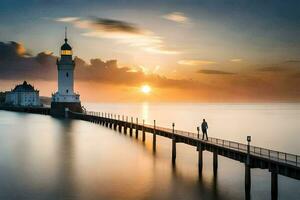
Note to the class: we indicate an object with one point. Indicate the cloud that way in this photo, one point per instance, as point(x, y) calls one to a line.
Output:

● ● ● ● ●

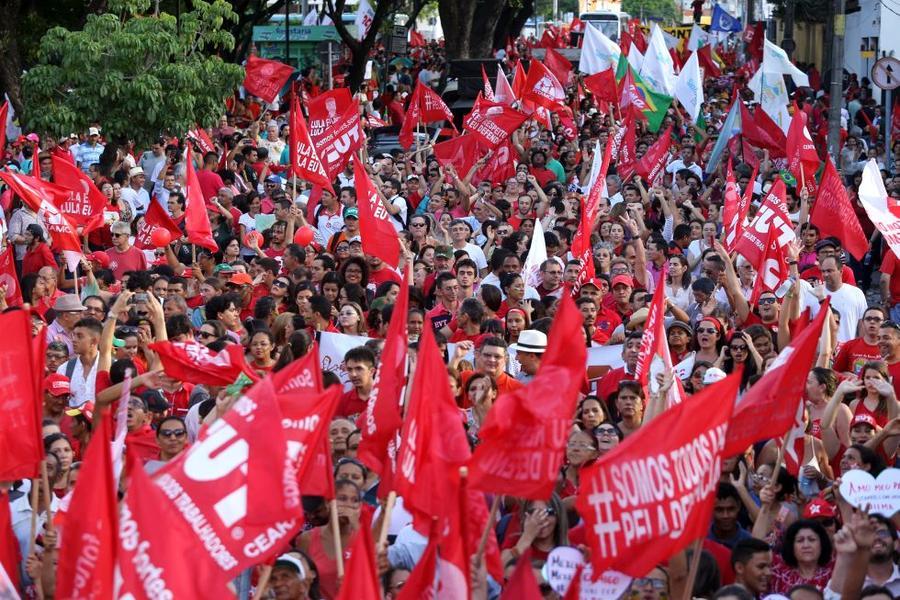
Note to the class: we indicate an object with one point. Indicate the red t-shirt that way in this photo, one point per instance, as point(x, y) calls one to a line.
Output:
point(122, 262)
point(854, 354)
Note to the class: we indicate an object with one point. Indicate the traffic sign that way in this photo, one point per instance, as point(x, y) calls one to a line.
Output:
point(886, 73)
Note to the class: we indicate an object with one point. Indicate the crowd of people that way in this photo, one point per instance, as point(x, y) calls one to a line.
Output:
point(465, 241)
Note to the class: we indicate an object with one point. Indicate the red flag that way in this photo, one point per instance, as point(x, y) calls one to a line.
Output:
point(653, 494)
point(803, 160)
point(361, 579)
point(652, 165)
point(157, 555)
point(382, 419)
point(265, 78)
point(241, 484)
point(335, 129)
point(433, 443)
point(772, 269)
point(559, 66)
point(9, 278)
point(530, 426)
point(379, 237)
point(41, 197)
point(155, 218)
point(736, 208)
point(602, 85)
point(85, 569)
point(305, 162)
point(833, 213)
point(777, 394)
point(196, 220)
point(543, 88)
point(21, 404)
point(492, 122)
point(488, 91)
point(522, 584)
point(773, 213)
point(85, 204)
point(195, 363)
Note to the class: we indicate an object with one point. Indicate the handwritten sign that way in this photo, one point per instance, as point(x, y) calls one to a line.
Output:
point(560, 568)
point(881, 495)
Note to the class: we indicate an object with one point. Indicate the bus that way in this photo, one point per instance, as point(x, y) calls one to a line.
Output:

● ● ● ● ●

§ Given problem: Rewrite the stretch of the records from the line containing "the red flag" through the line containing "point(265, 78)", with "one point per instance" replaced by "a single point for each instance" and everything else unchanged. Return only those lines.

§ Result:
Note to the class: we indicate an object with one point. Indicate the red flag that way in this photo, a single point for each instance, as point(x, y) calls one to a line.
Output:
point(653, 494)
point(803, 160)
point(361, 579)
point(652, 165)
point(157, 555)
point(382, 419)
point(265, 78)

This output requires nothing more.